▸ **Information shown**:
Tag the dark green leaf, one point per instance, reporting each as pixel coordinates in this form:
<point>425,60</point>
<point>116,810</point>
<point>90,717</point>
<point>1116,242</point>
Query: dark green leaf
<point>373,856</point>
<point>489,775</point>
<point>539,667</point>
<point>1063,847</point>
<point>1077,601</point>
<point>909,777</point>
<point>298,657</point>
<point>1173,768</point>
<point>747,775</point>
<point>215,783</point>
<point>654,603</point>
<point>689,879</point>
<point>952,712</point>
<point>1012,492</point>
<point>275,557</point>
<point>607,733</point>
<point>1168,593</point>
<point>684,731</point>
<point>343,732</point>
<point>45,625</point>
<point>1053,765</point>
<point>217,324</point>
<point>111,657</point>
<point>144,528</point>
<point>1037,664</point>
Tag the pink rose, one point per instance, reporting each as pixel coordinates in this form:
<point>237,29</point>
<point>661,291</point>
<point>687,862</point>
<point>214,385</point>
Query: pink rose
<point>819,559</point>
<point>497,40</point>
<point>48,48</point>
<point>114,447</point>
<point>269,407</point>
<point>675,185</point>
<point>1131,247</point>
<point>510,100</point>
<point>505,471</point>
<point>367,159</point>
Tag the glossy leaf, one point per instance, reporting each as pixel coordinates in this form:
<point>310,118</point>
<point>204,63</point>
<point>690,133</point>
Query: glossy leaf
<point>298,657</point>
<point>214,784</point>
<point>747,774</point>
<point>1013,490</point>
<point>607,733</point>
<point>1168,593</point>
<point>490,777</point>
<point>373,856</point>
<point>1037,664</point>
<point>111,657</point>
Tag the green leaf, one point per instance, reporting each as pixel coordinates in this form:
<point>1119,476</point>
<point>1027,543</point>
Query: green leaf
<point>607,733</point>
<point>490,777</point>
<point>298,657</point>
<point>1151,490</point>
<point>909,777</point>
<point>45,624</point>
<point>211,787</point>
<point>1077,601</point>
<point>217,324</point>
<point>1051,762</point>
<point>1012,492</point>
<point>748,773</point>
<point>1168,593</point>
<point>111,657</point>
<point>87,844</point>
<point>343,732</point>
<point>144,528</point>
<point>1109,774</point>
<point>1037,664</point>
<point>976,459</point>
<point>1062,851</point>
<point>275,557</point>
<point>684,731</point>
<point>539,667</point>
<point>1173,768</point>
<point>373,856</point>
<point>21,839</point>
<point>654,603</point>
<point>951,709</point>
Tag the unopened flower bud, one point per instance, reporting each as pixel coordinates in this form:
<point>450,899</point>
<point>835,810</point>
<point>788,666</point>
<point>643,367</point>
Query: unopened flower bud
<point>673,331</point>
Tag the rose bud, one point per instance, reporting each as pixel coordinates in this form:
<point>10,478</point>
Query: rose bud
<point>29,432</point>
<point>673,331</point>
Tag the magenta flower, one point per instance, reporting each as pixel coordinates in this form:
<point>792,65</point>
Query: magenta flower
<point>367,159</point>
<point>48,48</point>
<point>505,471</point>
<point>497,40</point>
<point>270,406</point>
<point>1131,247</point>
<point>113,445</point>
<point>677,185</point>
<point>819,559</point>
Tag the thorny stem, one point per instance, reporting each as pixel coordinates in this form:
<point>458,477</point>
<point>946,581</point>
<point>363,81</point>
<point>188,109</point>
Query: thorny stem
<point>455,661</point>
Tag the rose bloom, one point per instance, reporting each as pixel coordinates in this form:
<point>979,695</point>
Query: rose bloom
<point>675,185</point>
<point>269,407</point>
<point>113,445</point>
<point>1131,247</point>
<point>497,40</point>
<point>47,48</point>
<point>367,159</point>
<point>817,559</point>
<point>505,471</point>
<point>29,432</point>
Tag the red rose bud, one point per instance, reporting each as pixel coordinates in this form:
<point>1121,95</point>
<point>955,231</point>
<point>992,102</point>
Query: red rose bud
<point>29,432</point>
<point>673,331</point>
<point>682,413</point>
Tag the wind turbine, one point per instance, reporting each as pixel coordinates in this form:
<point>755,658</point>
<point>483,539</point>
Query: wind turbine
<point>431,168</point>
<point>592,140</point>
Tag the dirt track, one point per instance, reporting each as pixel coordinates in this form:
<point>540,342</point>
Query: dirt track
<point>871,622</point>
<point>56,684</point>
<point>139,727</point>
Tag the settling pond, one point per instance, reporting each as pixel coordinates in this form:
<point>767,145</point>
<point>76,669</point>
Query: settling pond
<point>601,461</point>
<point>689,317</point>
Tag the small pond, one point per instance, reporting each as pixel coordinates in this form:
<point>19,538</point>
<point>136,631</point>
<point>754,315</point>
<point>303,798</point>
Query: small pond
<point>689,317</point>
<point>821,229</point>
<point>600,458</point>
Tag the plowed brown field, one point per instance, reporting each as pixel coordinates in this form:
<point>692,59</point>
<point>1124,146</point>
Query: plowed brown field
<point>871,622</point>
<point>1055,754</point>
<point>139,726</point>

▸ **Work to do**:
Repeat the material word for word, beginning with the line that contains "Tag the thorny" and continuing through the line that contains "<point>600,458</point>".

▸ **Final answer**:
Tag the thorny stem, one point per instance, reporting each as pixel coordinates in this form:
<point>458,477</point>
<point>946,581</point>
<point>363,81</point>
<point>188,109</point>
Query: thorny stem
<point>455,661</point>
Tag the rose bloom, one point per instance, reporting each as pixel coordinates in this form:
<point>979,695</point>
Query: rose bloom
<point>675,185</point>
<point>269,407</point>
<point>113,445</point>
<point>1131,247</point>
<point>497,40</point>
<point>47,48</point>
<point>367,159</point>
<point>817,559</point>
<point>505,471</point>
<point>29,432</point>
Tag the red rose bud, one point per instance, reporting each as pixel coordinates in this form:
<point>1121,95</point>
<point>955,231</point>
<point>992,102</point>
Query: red rose bud
<point>29,432</point>
<point>673,331</point>
<point>682,413</point>
Tag the wind turbine, one point per instance, reporting each as pixel coordinates in this form:
<point>755,658</point>
<point>483,539</point>
Query: wind turbine
<point>431,168</point>
<point>592,140</point>
Tag the dirt track, one point per instance, reporting each as pixel coordinates in this form:
<point>540,342</point>
Query: dirt track
<point>871,622</point>
<point>56,684</point>
<point>139,727</point>
Tag the settling pond, one point per instance, reporting each as pixel coordinates in this form:
<point>767,145</point>
<point>76,669</point>
Query: settling pond
<point>601,461</point>
<point>689,317</point>
Tag the small pond, one point per instance, reporting each as pixel coordinates in this form:
<point>19,538</point>
<point>136,631</point>
<point>754,315</point>
<point>303,798</point>
Query: small pond
<point>689,317</point>
<point>821,229</point>
<point>600,458</point>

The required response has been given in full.